*** Opening of Provided information ***
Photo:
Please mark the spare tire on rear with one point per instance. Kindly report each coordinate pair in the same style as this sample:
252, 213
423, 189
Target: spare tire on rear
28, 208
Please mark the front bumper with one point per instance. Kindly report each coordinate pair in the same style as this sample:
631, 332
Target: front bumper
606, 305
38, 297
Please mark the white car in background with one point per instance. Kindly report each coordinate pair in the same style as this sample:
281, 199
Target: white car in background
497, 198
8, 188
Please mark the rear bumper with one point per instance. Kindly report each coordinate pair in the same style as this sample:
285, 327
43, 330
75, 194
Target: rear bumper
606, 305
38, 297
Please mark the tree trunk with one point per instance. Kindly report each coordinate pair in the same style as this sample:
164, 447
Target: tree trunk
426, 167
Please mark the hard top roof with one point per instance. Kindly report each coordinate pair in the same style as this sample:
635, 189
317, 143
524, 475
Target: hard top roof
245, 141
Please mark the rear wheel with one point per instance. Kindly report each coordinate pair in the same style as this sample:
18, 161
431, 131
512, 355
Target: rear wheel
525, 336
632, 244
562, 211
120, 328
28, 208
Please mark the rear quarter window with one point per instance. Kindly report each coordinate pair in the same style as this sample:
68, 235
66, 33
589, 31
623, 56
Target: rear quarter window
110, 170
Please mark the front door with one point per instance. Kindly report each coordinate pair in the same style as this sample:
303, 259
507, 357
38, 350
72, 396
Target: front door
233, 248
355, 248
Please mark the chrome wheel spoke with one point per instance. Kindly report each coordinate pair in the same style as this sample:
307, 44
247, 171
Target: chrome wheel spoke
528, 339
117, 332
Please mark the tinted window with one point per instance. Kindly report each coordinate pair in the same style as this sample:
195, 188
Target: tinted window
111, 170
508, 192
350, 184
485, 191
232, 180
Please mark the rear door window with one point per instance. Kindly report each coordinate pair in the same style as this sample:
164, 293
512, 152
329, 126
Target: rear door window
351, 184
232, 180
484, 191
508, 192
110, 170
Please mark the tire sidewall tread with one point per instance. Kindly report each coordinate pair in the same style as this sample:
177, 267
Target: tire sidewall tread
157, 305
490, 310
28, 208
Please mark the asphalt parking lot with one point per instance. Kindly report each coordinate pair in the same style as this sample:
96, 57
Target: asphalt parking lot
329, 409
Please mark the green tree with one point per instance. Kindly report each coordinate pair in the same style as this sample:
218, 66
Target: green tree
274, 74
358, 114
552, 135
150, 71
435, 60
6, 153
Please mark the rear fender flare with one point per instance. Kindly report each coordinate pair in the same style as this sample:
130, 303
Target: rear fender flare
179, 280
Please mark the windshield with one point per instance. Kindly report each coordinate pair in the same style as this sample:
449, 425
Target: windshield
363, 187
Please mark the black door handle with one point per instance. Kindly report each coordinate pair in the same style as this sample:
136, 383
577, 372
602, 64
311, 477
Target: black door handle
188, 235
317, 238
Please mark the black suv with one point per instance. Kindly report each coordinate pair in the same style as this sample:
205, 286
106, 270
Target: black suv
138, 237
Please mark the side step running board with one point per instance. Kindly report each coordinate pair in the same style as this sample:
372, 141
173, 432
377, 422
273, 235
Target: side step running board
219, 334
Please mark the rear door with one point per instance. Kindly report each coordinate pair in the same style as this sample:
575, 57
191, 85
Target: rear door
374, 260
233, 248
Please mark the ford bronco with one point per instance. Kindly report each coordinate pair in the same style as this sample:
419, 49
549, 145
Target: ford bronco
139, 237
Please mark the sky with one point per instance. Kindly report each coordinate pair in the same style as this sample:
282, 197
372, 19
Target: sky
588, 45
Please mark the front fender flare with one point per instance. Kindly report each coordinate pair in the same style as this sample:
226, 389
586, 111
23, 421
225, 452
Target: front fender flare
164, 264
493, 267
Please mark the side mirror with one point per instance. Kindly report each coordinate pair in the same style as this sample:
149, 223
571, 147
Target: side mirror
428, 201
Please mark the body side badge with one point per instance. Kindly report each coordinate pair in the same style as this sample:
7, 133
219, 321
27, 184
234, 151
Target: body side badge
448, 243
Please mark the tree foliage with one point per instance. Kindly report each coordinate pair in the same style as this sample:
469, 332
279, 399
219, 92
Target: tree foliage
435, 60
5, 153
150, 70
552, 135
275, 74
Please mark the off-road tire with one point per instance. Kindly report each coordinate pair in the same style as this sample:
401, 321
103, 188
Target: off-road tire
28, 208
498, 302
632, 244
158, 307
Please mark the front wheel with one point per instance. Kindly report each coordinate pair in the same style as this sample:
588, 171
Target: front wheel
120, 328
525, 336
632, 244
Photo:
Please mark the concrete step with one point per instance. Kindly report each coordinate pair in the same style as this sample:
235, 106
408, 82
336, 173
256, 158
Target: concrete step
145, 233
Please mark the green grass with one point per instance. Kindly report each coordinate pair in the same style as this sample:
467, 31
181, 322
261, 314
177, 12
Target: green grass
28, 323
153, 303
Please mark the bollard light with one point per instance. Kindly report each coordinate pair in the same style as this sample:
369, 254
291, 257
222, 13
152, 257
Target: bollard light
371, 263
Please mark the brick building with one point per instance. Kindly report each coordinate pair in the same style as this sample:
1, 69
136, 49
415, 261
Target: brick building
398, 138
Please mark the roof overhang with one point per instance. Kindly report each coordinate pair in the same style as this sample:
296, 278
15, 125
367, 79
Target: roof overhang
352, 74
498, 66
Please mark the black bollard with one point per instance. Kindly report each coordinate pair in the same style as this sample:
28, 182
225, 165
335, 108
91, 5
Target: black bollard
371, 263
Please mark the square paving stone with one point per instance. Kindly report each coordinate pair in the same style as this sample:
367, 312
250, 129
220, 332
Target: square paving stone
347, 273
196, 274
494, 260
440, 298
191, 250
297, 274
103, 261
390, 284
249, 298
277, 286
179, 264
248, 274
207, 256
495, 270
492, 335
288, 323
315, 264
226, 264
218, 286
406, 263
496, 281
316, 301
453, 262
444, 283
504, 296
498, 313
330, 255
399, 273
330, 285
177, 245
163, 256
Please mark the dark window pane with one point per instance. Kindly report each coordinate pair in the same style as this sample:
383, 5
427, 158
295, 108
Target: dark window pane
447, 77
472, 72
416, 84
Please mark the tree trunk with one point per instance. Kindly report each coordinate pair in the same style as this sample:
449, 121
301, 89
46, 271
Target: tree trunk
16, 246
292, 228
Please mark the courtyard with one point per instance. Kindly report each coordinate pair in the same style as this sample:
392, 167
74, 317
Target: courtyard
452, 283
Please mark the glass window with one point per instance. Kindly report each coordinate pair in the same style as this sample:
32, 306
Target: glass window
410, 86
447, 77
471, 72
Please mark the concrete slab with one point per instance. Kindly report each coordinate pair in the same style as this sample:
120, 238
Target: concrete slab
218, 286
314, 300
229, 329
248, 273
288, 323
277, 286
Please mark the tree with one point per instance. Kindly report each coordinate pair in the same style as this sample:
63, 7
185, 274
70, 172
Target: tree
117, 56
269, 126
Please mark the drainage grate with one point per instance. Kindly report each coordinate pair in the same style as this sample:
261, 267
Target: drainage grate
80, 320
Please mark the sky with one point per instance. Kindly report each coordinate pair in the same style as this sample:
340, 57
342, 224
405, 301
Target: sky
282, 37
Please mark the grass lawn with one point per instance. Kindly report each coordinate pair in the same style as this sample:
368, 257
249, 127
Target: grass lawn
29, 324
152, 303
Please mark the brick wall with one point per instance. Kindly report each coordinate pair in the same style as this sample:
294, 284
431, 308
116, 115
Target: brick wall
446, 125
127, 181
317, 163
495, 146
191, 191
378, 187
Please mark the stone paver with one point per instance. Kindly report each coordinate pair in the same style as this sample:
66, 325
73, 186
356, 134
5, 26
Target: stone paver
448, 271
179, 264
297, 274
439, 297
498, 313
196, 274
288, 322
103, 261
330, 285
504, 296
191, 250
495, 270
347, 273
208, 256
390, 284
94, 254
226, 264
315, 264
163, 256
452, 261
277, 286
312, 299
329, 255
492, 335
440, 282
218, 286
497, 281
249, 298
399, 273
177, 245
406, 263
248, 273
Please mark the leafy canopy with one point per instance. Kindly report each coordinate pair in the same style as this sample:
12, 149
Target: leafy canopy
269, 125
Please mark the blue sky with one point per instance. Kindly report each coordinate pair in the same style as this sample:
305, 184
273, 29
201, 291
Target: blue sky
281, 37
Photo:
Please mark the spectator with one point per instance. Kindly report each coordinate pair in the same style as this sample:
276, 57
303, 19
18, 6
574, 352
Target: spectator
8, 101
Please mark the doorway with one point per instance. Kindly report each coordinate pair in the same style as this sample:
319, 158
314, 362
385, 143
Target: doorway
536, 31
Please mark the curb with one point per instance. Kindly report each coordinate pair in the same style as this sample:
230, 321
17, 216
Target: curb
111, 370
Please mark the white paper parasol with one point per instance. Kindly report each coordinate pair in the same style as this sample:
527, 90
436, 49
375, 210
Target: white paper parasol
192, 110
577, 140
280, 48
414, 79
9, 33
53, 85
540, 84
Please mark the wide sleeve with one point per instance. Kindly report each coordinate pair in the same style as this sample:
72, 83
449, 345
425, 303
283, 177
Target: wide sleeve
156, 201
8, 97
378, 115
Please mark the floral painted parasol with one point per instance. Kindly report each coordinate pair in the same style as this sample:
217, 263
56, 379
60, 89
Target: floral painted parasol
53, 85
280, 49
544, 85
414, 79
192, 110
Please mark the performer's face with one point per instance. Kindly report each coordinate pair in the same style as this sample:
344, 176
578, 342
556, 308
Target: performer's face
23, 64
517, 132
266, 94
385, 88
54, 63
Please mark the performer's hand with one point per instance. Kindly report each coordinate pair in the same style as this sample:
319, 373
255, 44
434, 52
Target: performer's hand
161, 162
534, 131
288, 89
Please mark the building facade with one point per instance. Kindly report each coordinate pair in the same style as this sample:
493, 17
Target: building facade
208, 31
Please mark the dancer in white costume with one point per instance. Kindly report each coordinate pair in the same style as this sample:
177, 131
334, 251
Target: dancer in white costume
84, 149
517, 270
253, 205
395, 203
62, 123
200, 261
*** Close of Provided information ***
Work required =>
Write the opening line of the data above and every line after it, exactly, stopping once you have written the line with "Please mark the white car".

Solution to this problem =>
Photo:
Please mark the spare tire on rear with one point per instance. Kindly report each coordinate pair in the same style as this sample:
252, 213
423, 189
Target: spare tire on rear
28, 208
Please mark the front bumper with one point per instance. Kindly report each coordinate pair in the same style as this sample:
631, 332
Target: front bumper
606, 305
38, 297
Please mark the white car in background with one point per instance. Kindly report each coordinate pair in the same style as this sample:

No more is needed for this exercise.